**CHALLENGE**
Which lines in the entries below contain the string "bird"? Find and copy each of those lines in full, counting uppercase and lowercase letters as different.

═════ EXTRACTED INFORMATION ═════

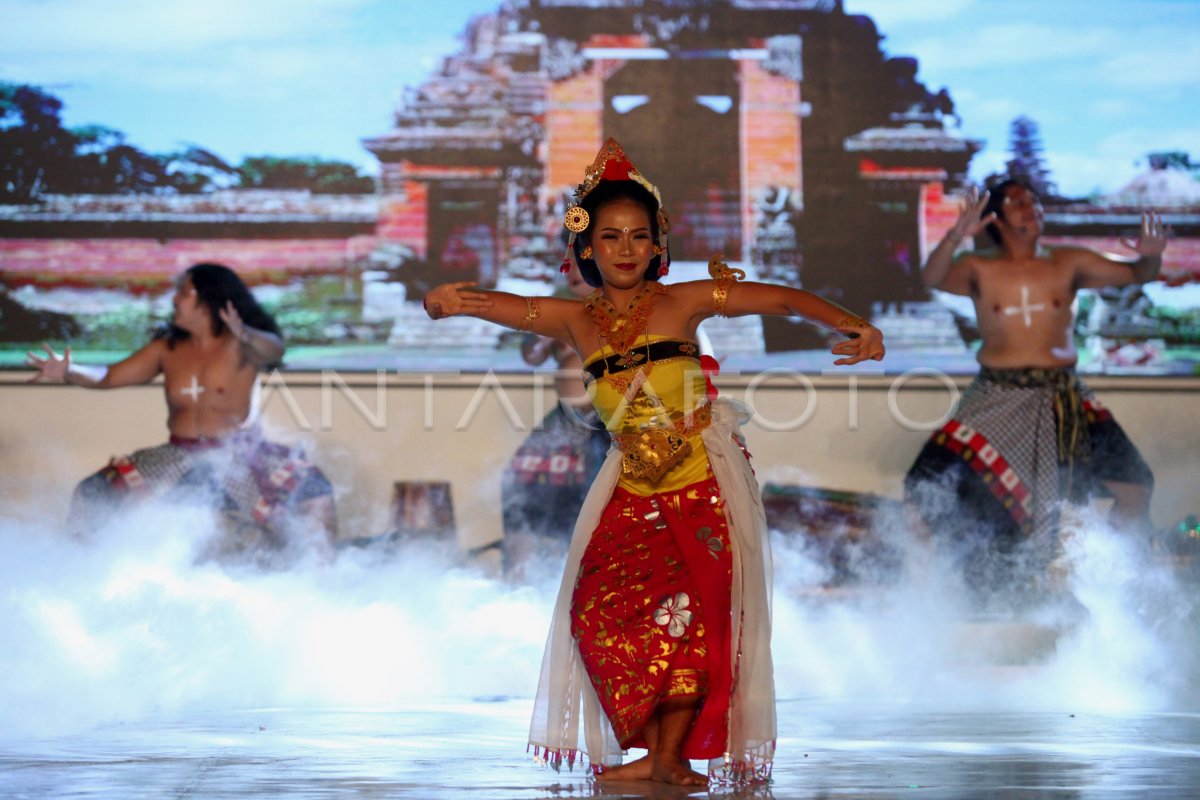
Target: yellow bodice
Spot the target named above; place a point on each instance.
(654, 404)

═════
═════ EXTRACTED INFORMATION ═════

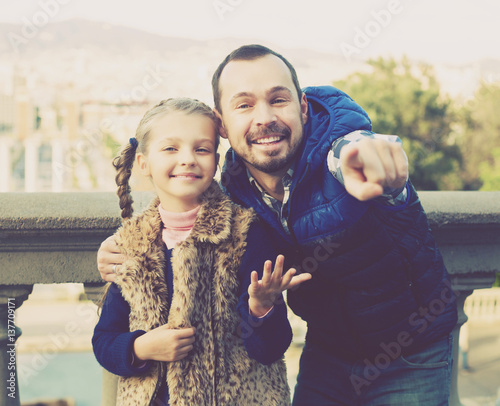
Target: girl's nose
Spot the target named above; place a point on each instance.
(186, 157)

═════
═════ EXTRACTED INFORMATION ═════

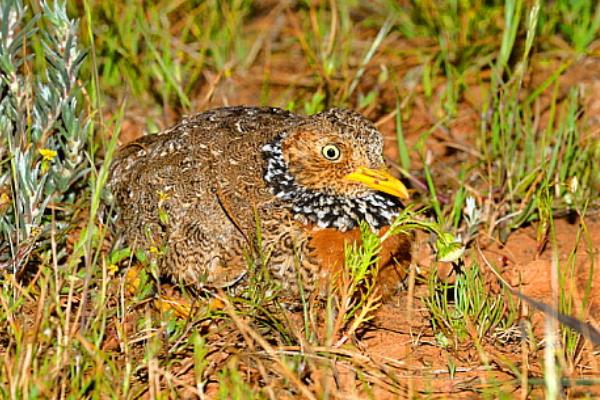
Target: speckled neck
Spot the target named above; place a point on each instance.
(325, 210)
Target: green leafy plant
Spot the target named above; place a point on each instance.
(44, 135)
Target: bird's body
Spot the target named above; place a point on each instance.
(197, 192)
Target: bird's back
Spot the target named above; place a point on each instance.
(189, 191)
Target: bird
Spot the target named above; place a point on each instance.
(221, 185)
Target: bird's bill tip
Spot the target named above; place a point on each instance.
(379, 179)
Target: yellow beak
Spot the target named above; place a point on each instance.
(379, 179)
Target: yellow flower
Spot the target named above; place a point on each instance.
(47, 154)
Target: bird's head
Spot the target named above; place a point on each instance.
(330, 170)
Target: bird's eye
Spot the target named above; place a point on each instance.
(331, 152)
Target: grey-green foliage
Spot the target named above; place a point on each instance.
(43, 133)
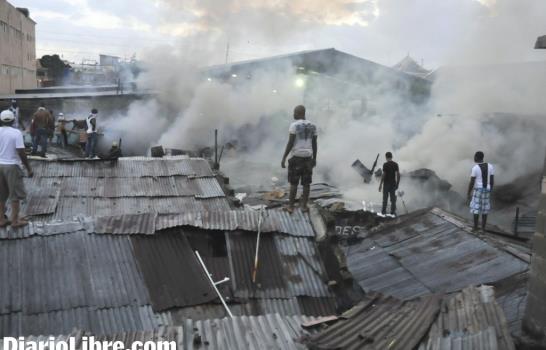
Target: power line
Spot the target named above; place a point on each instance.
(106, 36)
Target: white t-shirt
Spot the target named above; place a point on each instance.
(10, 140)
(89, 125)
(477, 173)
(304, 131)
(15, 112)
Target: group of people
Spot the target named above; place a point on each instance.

═════

**WRITTEN REPLY**
Target: bird's body
Target: bird's back
Target: bird
Target: bird's bill tip
Target: bird's head
Target: bird's eye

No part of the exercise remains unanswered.